▶ _YOUR INSTRUCTIONS_
Retype every one of the entries below character for character, changing nothing.

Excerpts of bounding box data
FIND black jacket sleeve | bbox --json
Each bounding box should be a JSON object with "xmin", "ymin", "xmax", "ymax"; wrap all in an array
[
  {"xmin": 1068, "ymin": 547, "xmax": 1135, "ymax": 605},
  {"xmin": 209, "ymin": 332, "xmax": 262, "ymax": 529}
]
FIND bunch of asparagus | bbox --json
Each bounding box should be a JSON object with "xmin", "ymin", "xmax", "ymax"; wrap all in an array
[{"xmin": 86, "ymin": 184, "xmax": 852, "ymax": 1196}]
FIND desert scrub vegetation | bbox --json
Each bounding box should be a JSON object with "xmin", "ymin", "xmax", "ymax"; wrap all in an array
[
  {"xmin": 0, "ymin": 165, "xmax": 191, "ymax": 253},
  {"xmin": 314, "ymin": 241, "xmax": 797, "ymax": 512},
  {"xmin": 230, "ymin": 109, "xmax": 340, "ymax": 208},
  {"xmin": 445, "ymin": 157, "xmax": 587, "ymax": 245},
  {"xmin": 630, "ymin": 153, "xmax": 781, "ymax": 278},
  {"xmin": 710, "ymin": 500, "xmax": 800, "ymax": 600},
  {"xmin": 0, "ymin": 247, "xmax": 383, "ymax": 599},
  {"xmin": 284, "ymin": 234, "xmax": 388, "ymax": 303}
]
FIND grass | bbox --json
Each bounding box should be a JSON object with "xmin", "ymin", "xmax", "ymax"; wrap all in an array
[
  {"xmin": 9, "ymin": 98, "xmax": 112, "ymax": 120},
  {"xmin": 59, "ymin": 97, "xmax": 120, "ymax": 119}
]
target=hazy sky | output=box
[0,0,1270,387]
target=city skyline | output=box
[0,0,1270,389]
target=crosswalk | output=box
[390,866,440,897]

▶ _TASK OUTPUT_
FIND black jacket sleeve | bbox --json
Each bounding box should be a JSON object with "xmin", "ymin", "xmax", "ymax"; wrap all in an array
[
  {"xmin": 1068, "ymin": 547, "xmax": 1135, "ymax": 605},
  {"xmin": 209, "ymin": 332, "xmax": 262, "ymax": 529}
]
FIND bunch of asparagus | bbox --json
Each bounding box should be a JSON object with "xmin", "ymin", "xmax", "ymax"; wrap all in an array
[{"xmin": 86, "ymin": 184, "xmax": 852, "ymax": 1196}]
FIND desert scrub vegetation | bbox --json
Each bounding box should be a JSON object with "xmin", "ymin", "xmax", "ymax"; wrap all in an array
[
  {"xmin": 0, "ymin": 165, "xmax": 191, "ymax": 253},
  {"xmin": 314, "ymin": 241, "xmax": 797, "ymax": 512},
  {"xmin": 230, "ymin": 109, "xmax": 340, "ymax": 208},
  {"xmin": 445, "ymin": 157, "xmax": 587, "ymax": 245},
  {"xmin": 630, "ymin": 153, "xmax": 781, "ymax": 278},
  {"xmin": 710, "ymin": 500, "xmax": 800, "ymax": 600},
  {"xmin": 0, "ymin": 247, "xmax": 383, "ymax": 599},
  {"xmin": 284, "ymin": 234, "xmax": 388, "ymax": 303}
]
FIND grass | bbox --json
Each bounding box should be a JSON object with "xmin", "ymin", "xmax", "ymax"; wrap all in an array
[
  {"xmin": 9, "ymin": 98, "xmax": 112, "ymax": 120},
  {"xmin": 59, "ymin": 97, "xmax": 120, "ymax": 119}
]
target=hazy sky | output=box
[0,0,1270,387]
target=city skyline | output=box
[0,0,1270,389]
target=crosswalk | output=box
[390,866,440,897]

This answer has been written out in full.